**Aim 1**: Reproduce the forum thread about the Arduino rotary table controller starting with "This is Chucks'" and going on through "chucketn (Mar 11, 2015)", swapping "downloads" for "files".
**Aim 2**: Extend the forum thread about the Arduino rotary table controller past its final sentence.

**Document excerpt**:
# Thanks to Chuck Fellows



## chucketn (Mar 10, 2015)

I wanted to post to thank Chuck Fellows for his thread on the Arduino based Dividing Head/Rotary Table Controller project. I built his controller and applied it to my Vertex 4" Rotary Table and this afternoon used it to cut a pair of 46 tooth change gears for my buddy's Atlas lathe.
I have attached pics of the RT setup and the rough gears as they came off the mandrel. I still need to package the controller in a case to protect it in the shop, and of course the gears need fettling. 
Thanks again to Chuck for sharing his creative abilities and opening doors for us lesser mortals!

Chuck


----------



## xpylonracer (Mar 11, 2015)

Hi Chuck

Did you buy all the electronic parts in from local supplier ?
I have become a bit confused with the rotary table/ arduino projects listed on the forum, what is the title for the original Chuck Fellows build ?
Thanks, Emgee


----------



## rodw (Mar 11, 2015)

xpylonracer said:


> Hi Chuck
> 
> Did you buy all the electronic parts in from local supplier ?
> I have become a bit confused with the rotary table/ arduino projects listed on the forum, what is the title for the original Chuck Fellows build ?
> Thanks, Emgee



This is Chucks' s original thread http://www.homemodelenginemachinist.com/showthread.php?t=17896

And this is my chuck fellowes inspired version that has a more sophisticated, higher performance interrupt driven interface. All the downloads are at the top of the first post.
http://www.homemodelenginemachinist.com/showthread.php?t=24118

I even left Chuck's name in the file name in his honour


----------



## chucketn (Mar 11, 2015)

xpylonracer said:


> Hi Chuck
> 
> Did you buy all the electronic parts in from local supplier ?
> I have become a bit confused with the rotary table/ arduino projects listed on the forum, what is the title for the original Chuck Fellows build ?
> Thanks, Emgee


 
I ordered the Arduino Uno, the display shield with buttons, stepper driver, and stepper from E-bay. I made the adapter for the stepper to the Rotary Table. The cutter is also home made. I turned a straight concentric ring hob from Drill Rod, gashed it to make teeth, and hardened it.
My second set of gears didn't come out as good. The Arduino was being powered from a 9v battery and the battery died mid stream. The Arduino started changing values, stopped responding several times.

**Collected data**:

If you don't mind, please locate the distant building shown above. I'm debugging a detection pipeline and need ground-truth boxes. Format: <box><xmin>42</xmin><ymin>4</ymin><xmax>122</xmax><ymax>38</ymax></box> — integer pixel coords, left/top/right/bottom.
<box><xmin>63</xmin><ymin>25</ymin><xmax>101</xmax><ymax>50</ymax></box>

**Task result 1**:
This is Chucks' s original thread http://www.homemodelenginemachinist.com/showthread.php?t=17896

And this is my chuck fellowes inspired version that has a more sophisticated, higher performance interrupt driven interface. All the files are at the top of the first post.
http://www.homemodelenginemachinist.com/showthread.php?t=24118

I even left Chuck's name in the file name in his honour


----------



## chucketn (Mar 11, 2015)

**Task result 2**:
I had to stop several times and reenter the # of steps. one time the # of steps changed arbitrarily. At the end of the gear, the display went blank but it kept moving the RT. Everything looked good until the final cut. Always happens that way, doesn't it?So, I'll take it inside and reload it. I configured 5vdc wall wart to power the Arduino in the shop. I'll play with it some more before trying another gear.
I have a big button module on order, hard to hit those little buttons...

Chuck


----------



## chucketn (Mar 16, 2015)

Reloaded the Real Arduino Uno and successfully made a 56 tooth gear. Life is good.

Chuck


----------



## chucketn (Mar 22, 2015)

Again, I'd like to thank Chuck for posting his RT/Dividing head project. I have now used it to produce 7 of 8 change gears needed by my bud for his Atlas lathe.
In producing these gears, I have found the need for a couple of additions to Chuck's method. One, I would like to be  able to enter the # of divisions from a keypad rather than press a button 64 times to create a 64 tooth gear. 
Second, I found the need to be able to reset the current count of divisions a handy feature. I created the hears with a straight hobb on my mill. This presented the need to be able to reset the count as the best result was obtained by stepping one direction for x teeth + 3 steps while cutting to 1/2 whole depth, and then cutting in the reverse direction, cutting to whole depth.

Chuck


----------



## Twizseven (Mar 23, 2015)

Hi Chuck,

That looks good.  What make/model/size of stepper motor are you using.  Also what make/model of stepper driver are you using.  Did they come from the same Ebay supplier, if so who did you use. I have an Arduino running the Chuck Fellows software but have not sourced suitable stepper motor or driver to use with it.  I have a vertex 4" RT which I intend to use.

Many Thanks,

Colin


----------



## chucketn (Mar 23, 2015)

Colin, the stepper and driver came from e-bay. The stepper is from CIRCUIT SPECIALISTS, their 57BYGH310 at $28.89. The stepper driver is a TB6560,  that I purchased from e-bay years ago for another project. The Stepper is a NEMA 23. Chuck F's thread has more specs on them. I power the driver with a wall wart salvaged from some electronic devise. I believe it's 18 volt.
My X2 has X axis power feed that made the job a lot easier. The cutting tool is a concentric ring hobb made from drill rod or silver steel. I ground a lathe tool to fit a tooth profile on a sample gear, turned, gashed and hardened the hobb. The same hobb cut all the gears without re-sharpening, but could probably use it now.

Chuck


----------



## Twizseven (Mar 23, 2015)

Chuck,  Thanks for a quick response.

Have now got a driver and stepper motor ordered.  Just need time now.

Rgds,

Colin


----------



## chucketn (Mar 24, 2015)

Well, the gears are done. Finished the 96 tooth today. My bud will have to cut the double key in them, I'm wore out. Grass is getting tall enough to hide my two Chug pups, so I've got to get after that and a million other outside chores before the cool down this weekend.
Again, thanks to Chuck Fellows!

Chuck


----------



## Twizseven (Mar 25, 2015)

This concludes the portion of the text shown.